== Aim of the task ==
Pictures do not belong in the copy; transcribe everything else in the records exactly.

== Record set ==
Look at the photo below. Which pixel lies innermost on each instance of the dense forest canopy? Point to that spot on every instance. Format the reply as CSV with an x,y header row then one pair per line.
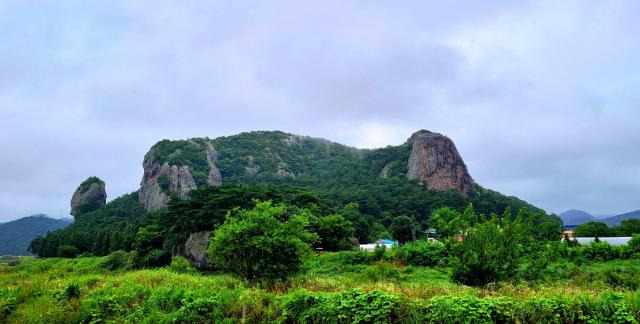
x,y
363,194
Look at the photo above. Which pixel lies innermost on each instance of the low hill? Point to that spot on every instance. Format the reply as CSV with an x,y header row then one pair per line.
x,y
616,220
16,235
576,217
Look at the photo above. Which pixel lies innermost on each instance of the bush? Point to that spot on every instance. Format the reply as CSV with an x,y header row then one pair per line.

== The result ==
Look at the photo below. Which pixel lies innermost on each instance of the dense forest canopy? Point to that spot on every instance. Format the reply as CSV with an x,y header row then one pair per line.
x,y
363,194
Look at the photo above. Which pixel lies innermost on each instance of the low hill? Point to that spot on every instance. Format the reply as CSV with an x,y header row then one pair per line.
x,y
616,220
16,235
576,217
Look at the photo above. Which pixel lies innermost on each instance of the bush? Point to that spot on every instance. Format the reply as CSV with an x,y header row then one pair per line.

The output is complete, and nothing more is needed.